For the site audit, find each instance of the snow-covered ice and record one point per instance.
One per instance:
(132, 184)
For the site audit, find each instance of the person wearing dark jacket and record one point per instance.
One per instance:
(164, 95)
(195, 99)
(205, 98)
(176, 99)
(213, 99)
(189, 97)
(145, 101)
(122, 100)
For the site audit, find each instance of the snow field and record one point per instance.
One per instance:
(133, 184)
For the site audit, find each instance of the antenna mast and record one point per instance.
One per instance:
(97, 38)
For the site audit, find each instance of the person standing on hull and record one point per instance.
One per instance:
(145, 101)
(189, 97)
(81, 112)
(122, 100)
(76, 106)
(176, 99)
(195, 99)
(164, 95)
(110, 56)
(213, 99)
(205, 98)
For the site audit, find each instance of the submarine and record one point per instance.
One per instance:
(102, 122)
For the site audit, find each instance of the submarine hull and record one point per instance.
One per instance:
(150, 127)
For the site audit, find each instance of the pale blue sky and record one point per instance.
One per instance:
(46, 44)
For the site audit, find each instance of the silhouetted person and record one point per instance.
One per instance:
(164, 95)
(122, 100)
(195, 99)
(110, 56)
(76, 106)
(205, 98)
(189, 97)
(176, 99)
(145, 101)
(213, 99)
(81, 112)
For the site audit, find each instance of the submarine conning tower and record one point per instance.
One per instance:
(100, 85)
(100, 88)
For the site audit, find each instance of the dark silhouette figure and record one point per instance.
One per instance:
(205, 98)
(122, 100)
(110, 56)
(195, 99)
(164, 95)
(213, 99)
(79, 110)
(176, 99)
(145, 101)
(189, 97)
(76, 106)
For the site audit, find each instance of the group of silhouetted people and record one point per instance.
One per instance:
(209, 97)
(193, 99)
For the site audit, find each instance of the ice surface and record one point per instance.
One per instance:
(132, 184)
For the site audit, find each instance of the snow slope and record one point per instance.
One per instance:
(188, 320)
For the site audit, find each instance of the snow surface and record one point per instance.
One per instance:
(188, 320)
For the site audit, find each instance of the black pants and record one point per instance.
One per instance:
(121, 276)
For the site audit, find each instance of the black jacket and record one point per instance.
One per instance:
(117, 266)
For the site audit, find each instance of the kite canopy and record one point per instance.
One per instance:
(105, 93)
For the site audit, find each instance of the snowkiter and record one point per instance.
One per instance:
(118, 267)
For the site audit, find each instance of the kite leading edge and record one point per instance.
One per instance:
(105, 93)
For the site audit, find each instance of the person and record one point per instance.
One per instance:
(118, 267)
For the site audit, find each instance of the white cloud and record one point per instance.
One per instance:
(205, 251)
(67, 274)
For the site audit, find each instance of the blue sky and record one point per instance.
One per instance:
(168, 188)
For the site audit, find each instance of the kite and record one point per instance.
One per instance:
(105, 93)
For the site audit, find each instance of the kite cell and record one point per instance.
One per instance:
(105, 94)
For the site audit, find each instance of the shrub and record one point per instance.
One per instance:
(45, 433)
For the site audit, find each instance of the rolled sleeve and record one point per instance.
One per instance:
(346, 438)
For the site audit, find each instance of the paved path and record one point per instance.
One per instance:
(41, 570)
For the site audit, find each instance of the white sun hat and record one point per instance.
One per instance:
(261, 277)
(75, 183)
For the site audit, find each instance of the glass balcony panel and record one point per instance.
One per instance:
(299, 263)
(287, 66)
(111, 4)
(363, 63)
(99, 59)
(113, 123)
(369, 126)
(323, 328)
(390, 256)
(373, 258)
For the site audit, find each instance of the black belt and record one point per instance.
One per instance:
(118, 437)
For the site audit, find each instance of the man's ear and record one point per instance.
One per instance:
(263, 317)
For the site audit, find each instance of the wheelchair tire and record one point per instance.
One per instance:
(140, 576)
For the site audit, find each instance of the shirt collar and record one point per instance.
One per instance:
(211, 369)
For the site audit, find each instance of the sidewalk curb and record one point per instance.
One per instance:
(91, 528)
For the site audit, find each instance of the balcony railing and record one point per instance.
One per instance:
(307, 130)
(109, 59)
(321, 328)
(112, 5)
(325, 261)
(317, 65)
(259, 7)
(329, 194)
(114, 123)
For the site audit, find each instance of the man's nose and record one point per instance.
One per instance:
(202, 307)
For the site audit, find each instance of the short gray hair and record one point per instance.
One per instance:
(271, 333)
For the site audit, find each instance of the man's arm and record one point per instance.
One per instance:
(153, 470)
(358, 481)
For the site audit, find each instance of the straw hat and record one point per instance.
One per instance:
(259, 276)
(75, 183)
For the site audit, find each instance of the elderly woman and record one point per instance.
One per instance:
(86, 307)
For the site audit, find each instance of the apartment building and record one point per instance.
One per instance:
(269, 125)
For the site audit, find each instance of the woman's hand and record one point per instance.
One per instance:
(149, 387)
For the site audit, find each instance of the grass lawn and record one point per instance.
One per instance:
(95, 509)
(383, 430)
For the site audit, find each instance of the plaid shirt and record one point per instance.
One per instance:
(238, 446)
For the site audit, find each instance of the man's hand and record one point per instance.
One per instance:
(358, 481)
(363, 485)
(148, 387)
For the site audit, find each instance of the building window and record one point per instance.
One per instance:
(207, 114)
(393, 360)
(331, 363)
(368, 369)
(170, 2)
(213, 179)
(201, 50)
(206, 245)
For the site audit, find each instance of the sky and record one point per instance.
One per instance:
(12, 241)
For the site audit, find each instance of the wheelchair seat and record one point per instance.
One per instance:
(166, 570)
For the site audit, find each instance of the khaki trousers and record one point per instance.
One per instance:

• [Task objective] Select all lines with the word "balcony" from the entries above.

• [Task answer]
For the site audit, find each instance of the glass balcony panel and record one point per instance.
For the site audit, find each instance of the balcony railing and record one point per instance.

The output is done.